WHAT YOU NEED TO DO: Update the stretch from the line containing "Your task is to find flower petal" through the line containing "(910, 834), (965, 896)" by changing "bounding box" to "rectangle", and give those lines back with nothing else altered.
─── DATA EXTRACT ───
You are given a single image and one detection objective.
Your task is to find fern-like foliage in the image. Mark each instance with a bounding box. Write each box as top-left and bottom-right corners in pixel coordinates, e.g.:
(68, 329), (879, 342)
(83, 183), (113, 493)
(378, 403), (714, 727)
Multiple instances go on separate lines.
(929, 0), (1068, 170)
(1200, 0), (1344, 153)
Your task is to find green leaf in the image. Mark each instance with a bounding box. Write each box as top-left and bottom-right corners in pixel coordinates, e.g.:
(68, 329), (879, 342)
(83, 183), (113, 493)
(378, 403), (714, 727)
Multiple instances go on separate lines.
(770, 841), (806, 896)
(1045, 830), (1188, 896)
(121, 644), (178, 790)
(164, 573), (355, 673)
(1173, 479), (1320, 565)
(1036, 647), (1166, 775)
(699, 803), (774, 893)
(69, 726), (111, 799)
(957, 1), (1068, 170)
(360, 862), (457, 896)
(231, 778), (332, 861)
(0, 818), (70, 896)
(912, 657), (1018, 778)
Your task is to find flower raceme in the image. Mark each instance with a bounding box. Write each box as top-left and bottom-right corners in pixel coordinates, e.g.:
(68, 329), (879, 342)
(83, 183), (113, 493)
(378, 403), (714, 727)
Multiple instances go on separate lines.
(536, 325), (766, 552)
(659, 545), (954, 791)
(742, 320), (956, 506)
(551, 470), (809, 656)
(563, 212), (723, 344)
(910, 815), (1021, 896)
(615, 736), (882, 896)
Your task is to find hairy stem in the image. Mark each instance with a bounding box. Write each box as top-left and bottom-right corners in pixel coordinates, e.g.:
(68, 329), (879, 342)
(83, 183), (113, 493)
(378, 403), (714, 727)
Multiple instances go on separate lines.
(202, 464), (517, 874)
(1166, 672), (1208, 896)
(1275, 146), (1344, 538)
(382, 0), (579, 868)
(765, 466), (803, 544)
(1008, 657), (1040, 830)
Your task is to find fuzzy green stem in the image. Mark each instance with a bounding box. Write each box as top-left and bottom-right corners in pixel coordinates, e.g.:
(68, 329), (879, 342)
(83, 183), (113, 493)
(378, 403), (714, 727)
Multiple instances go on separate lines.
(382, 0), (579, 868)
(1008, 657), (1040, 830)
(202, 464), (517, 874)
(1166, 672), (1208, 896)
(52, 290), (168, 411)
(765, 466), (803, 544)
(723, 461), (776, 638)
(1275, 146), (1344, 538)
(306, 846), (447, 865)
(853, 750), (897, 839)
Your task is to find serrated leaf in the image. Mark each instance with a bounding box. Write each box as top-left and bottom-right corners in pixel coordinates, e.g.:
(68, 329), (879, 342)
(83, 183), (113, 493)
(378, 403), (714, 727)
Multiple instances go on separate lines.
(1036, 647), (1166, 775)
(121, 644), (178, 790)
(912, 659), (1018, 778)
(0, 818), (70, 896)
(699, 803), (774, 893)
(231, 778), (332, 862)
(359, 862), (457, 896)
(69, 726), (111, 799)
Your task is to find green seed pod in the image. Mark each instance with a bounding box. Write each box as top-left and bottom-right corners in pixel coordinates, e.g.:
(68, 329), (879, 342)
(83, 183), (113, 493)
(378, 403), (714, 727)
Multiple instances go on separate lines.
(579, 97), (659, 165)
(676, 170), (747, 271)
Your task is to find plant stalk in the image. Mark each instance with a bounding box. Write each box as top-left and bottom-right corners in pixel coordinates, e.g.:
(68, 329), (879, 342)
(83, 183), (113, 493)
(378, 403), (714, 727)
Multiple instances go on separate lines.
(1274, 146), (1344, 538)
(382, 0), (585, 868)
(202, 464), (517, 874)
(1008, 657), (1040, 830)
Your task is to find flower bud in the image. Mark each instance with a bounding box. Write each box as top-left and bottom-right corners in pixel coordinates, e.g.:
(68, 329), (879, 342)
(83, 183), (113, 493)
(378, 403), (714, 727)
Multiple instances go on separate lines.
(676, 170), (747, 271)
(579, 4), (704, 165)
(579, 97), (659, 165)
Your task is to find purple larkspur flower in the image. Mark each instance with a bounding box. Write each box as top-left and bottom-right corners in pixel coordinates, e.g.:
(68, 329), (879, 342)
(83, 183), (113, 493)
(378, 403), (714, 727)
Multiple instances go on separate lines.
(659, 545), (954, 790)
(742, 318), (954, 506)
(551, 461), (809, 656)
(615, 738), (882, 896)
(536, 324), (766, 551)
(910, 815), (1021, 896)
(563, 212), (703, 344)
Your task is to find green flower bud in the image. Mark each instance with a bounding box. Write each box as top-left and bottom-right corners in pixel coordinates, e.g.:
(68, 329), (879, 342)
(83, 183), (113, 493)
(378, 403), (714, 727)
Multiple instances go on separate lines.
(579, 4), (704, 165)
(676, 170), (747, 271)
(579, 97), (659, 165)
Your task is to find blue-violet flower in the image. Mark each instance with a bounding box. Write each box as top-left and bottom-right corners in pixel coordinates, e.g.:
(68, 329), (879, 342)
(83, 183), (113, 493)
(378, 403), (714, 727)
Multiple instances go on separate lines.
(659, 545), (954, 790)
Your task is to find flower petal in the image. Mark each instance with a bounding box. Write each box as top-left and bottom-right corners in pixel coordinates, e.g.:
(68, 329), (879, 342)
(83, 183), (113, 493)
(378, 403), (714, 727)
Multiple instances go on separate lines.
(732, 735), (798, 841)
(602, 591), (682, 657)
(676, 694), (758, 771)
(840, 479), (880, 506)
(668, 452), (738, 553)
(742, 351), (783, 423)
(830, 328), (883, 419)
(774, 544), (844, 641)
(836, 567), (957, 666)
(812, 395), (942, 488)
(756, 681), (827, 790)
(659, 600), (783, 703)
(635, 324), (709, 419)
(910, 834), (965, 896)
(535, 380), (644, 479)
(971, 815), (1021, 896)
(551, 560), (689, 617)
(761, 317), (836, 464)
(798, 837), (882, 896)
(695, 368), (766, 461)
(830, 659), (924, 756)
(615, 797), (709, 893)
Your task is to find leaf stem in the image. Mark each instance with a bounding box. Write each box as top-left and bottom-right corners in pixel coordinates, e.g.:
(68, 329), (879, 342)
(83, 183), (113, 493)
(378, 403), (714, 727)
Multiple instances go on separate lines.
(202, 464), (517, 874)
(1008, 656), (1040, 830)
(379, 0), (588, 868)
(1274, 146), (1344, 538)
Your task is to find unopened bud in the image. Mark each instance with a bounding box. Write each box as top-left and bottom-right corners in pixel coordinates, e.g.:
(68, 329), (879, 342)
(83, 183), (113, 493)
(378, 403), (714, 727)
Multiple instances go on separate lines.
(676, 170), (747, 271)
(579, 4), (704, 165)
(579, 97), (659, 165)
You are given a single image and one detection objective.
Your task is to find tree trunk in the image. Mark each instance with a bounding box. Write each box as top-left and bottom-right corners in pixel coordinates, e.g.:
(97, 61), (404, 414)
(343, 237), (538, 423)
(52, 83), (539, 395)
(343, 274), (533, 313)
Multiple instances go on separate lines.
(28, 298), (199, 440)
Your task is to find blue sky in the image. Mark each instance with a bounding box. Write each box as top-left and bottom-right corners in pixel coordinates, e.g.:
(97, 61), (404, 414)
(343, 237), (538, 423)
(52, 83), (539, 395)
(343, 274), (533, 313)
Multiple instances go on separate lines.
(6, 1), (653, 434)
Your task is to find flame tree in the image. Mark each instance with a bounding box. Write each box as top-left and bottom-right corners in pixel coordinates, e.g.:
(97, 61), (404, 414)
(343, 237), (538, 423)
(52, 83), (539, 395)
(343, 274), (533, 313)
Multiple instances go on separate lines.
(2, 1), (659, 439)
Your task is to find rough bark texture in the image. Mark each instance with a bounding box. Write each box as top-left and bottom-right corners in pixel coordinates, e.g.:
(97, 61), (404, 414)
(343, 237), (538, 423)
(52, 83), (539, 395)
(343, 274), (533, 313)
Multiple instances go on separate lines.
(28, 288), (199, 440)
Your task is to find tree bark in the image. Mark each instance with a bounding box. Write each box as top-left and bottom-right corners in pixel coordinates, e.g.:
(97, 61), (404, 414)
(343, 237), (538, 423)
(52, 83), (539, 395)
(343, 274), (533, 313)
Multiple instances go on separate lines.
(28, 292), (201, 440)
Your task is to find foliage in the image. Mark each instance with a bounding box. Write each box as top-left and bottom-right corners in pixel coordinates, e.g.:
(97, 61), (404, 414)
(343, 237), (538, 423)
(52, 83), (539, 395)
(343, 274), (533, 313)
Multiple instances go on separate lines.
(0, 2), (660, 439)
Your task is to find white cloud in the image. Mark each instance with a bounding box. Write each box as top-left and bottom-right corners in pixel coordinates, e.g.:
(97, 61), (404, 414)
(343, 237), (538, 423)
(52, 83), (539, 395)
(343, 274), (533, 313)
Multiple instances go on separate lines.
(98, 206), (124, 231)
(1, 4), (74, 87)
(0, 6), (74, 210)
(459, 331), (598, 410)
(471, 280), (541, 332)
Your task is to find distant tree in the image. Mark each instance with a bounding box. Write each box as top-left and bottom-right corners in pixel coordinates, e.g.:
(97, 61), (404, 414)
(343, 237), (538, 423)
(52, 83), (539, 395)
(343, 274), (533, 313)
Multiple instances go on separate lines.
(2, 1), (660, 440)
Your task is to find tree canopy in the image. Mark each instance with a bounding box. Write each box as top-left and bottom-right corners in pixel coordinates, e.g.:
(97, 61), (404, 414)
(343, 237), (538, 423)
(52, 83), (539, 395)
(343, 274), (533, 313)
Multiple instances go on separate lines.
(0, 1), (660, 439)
───
RESULT FOR THIS EXERCISE:
Your task is to find flower petal in the image. Mark each instance with a rectangle. Write each box as top-left and bottom-right corners in pixel coordinates, e.g.:
(68, 329), (879, 342)
(83, 183), (113, 493)
(378, 403), (714, 727)
Multiple instances go on separate lines.
(732, 735), (798, 841)
(602, 591), (682, 657)
(676, 694), (758, 771)
(840, 479), (880, 506)
(668, 452), (738, 553)
(742, 351), (783, 423)
(830, 328), (883, 419)
(774, 544), (844, 641)
(836, 567), (957, 666)
(812, 395), (942, 488)
(756, 681), (827, 790)
(659, 600), (783, 703)
(635, 324), (709, 419)
(910, 834), (965, 896)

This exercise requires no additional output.